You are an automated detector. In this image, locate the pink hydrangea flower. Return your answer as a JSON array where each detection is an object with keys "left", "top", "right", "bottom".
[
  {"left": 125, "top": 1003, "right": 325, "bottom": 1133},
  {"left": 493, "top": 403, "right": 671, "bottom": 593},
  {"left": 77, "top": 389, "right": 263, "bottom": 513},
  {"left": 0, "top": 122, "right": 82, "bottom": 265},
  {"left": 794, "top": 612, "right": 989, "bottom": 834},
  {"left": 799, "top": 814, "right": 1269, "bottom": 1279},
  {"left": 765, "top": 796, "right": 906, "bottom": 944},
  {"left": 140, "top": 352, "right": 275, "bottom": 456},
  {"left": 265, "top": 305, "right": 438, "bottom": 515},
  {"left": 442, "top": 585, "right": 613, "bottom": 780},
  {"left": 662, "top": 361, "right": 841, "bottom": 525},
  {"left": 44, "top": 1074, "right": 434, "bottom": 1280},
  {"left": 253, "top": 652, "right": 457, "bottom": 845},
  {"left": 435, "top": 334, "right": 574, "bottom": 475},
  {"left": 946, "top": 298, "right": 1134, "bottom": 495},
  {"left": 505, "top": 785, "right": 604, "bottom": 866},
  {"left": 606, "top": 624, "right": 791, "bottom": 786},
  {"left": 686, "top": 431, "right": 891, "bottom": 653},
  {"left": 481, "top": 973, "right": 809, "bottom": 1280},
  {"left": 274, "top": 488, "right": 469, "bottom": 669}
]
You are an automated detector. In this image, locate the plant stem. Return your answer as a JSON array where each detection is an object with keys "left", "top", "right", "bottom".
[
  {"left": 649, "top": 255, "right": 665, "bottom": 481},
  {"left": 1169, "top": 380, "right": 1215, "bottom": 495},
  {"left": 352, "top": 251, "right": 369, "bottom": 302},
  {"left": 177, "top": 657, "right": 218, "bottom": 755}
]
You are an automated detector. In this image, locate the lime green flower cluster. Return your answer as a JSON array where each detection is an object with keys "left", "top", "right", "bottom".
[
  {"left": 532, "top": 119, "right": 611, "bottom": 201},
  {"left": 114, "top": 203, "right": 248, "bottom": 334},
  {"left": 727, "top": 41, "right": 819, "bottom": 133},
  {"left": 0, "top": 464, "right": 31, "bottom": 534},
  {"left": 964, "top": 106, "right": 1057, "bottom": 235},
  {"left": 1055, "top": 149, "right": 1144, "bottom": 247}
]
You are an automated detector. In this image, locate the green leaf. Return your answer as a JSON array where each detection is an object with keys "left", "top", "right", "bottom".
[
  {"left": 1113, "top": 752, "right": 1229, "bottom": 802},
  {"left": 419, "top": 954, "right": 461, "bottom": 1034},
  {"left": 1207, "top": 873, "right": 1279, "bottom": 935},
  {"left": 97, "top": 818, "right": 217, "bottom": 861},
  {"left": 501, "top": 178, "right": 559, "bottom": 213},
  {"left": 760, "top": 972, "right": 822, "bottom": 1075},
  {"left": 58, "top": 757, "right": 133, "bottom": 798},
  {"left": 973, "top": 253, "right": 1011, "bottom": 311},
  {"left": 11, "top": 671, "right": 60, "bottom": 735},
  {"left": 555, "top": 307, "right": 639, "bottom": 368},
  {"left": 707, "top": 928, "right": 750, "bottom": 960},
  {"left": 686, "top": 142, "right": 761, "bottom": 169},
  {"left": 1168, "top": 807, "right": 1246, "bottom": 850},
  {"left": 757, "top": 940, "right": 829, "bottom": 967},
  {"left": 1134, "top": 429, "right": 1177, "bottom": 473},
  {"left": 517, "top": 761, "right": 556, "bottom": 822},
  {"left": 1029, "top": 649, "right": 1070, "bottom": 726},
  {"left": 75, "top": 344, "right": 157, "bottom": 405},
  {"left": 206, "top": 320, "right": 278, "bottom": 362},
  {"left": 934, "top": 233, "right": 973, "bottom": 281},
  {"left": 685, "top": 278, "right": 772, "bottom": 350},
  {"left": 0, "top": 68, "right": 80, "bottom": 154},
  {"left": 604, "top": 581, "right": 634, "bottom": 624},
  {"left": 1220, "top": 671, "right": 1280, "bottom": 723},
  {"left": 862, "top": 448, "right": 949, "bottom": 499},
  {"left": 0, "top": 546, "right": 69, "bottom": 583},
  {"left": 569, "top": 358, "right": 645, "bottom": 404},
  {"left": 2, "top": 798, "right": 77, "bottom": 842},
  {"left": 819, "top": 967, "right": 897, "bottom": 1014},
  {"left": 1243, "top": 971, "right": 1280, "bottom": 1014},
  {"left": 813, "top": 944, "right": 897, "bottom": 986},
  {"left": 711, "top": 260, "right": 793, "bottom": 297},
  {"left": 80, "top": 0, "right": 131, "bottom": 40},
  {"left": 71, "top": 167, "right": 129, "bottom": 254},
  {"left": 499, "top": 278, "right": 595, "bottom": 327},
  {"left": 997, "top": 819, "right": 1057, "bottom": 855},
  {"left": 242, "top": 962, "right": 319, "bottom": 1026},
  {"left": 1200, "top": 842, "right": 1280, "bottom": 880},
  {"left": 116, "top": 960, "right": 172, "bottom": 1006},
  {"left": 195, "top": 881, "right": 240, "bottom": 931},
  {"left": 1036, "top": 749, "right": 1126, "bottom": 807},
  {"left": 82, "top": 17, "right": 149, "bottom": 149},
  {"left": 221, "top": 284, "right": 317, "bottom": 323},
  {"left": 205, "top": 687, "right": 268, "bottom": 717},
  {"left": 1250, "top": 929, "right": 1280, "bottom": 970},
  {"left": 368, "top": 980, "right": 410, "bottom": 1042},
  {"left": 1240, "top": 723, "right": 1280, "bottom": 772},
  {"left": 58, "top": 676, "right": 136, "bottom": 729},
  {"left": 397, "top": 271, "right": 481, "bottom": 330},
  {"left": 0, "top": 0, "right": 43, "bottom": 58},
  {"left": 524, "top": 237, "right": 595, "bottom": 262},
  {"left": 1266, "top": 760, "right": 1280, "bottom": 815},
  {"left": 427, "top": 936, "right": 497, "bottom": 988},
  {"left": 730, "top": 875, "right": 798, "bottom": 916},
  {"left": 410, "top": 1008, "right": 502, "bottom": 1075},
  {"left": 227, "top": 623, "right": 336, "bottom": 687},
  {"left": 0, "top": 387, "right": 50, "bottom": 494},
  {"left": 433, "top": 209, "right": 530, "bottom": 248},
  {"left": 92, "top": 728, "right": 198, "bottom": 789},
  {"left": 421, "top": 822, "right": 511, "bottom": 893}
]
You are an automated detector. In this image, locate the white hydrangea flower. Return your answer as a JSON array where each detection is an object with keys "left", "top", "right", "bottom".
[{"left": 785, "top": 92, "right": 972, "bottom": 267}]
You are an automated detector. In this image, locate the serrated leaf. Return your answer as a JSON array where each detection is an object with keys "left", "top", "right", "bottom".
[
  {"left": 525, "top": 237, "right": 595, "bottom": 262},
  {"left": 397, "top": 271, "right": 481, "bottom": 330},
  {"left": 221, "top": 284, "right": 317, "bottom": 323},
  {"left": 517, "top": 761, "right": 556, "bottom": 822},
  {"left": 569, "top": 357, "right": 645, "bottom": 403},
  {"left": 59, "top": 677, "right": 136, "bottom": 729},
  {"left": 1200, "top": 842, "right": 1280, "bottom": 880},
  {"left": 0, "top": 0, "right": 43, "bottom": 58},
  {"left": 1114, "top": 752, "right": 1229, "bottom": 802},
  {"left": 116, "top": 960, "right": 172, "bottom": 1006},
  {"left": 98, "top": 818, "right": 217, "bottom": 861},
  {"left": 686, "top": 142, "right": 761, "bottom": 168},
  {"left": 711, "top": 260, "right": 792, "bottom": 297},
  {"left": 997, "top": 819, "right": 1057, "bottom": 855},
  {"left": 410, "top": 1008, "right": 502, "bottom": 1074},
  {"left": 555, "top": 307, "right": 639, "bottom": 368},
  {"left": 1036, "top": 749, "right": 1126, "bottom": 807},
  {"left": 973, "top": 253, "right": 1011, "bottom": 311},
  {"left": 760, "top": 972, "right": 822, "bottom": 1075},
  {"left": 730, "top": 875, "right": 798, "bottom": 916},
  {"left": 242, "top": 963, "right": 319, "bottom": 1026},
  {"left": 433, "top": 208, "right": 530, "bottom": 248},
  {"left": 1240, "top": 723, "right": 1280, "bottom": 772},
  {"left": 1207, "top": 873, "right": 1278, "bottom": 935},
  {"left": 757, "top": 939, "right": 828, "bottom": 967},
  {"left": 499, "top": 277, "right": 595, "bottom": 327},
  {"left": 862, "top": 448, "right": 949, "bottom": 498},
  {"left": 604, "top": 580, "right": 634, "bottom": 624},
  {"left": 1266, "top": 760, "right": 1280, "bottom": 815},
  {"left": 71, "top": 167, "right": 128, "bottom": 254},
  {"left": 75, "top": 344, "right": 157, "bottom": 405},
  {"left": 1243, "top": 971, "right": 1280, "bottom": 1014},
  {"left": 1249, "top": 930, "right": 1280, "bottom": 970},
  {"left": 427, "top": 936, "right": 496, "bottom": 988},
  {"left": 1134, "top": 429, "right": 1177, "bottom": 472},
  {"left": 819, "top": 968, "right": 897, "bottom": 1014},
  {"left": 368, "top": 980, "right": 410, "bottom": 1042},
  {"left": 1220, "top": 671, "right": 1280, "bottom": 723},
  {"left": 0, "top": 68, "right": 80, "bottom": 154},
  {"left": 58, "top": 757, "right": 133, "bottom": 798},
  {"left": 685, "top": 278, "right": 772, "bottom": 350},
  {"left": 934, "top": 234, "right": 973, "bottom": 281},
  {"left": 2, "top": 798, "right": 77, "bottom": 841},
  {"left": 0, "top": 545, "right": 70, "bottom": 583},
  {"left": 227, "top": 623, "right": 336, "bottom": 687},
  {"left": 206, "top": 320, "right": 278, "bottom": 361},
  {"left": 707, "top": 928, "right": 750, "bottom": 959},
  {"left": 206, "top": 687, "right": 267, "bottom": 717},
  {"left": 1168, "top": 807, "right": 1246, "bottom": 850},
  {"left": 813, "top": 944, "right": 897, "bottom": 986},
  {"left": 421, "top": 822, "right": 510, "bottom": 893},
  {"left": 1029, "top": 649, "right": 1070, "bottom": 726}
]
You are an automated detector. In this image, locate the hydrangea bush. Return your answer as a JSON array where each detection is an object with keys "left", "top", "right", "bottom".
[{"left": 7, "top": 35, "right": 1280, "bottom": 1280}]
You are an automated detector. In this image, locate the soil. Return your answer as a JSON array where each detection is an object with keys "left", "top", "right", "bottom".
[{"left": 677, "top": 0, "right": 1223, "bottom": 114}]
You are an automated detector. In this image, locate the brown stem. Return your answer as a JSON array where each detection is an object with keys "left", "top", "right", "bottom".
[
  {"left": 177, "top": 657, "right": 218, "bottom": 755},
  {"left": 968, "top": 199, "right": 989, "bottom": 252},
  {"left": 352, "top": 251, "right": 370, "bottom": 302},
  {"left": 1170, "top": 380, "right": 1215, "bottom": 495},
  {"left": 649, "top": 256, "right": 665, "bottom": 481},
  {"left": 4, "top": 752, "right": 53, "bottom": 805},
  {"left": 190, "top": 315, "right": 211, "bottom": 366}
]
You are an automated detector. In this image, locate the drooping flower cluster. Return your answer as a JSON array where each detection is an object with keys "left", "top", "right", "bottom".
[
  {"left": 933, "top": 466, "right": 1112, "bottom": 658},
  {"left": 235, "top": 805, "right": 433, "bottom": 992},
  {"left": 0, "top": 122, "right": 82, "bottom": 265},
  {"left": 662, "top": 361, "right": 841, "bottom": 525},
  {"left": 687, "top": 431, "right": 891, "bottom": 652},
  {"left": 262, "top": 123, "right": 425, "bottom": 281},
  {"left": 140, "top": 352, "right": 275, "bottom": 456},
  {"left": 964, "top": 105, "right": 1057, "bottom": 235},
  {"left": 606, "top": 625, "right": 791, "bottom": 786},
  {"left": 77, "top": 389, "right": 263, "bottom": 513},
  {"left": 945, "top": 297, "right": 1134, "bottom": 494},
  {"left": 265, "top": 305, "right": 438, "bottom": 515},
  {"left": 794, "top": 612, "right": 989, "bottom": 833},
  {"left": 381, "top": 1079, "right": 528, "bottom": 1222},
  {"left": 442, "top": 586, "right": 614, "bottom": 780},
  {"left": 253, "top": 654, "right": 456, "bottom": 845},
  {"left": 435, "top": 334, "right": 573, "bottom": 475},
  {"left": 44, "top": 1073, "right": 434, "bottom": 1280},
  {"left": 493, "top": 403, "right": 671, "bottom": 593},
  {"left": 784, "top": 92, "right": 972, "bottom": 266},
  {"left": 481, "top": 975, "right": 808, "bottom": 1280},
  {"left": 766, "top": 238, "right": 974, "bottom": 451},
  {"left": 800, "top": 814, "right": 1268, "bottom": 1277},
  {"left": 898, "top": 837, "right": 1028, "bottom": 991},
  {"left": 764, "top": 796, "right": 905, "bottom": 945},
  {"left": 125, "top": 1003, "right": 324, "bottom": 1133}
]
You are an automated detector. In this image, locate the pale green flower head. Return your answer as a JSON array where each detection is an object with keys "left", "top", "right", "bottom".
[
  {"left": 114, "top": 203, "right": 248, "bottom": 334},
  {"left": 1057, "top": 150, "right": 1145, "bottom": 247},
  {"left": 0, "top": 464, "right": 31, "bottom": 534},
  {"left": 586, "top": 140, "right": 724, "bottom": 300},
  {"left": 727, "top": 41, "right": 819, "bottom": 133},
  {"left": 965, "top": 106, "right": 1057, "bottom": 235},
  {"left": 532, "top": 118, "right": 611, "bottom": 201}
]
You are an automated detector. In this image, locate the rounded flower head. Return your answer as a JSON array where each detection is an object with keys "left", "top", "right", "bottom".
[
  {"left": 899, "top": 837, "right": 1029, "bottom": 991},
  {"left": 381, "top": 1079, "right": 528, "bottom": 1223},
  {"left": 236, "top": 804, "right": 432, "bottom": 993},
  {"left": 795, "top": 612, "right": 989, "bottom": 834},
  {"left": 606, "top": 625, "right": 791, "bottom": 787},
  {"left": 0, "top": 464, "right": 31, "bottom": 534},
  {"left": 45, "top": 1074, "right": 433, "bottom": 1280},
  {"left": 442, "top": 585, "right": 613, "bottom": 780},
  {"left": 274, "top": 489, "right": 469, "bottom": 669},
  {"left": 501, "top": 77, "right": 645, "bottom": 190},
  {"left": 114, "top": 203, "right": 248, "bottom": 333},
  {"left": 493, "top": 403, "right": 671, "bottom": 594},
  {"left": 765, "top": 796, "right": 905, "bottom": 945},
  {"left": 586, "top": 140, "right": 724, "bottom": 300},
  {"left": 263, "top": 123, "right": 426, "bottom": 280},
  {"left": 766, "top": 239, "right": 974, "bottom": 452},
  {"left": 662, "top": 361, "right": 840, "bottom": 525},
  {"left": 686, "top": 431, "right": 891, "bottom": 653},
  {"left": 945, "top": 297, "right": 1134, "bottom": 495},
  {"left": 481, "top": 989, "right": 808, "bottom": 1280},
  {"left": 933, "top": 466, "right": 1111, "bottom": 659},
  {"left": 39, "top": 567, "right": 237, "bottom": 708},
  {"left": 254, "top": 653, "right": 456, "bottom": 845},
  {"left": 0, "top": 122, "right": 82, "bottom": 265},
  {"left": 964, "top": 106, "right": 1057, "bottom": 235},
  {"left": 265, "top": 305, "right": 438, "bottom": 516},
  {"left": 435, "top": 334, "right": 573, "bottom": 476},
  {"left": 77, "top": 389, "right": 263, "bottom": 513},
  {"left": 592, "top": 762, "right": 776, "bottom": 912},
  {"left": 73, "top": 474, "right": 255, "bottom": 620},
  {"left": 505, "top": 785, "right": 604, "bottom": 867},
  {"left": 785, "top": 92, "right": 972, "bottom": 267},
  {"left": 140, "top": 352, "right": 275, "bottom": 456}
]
*-*-*
TASK OBJECTIVE
Across the data, pull every line containing the string "cluster".

COMPLETED EXERCISE
You are an automated detector. In this image, locate the lime green flower cluster. Return your answer as a JSON array where each detection is an object with keys "left", "top", "right", "bottom".
You are an automated detector. In this image, locate the drooping flower cluster. Return your answer as a JSON array where each detection is an object with keys "left", "top", "right", "bottom".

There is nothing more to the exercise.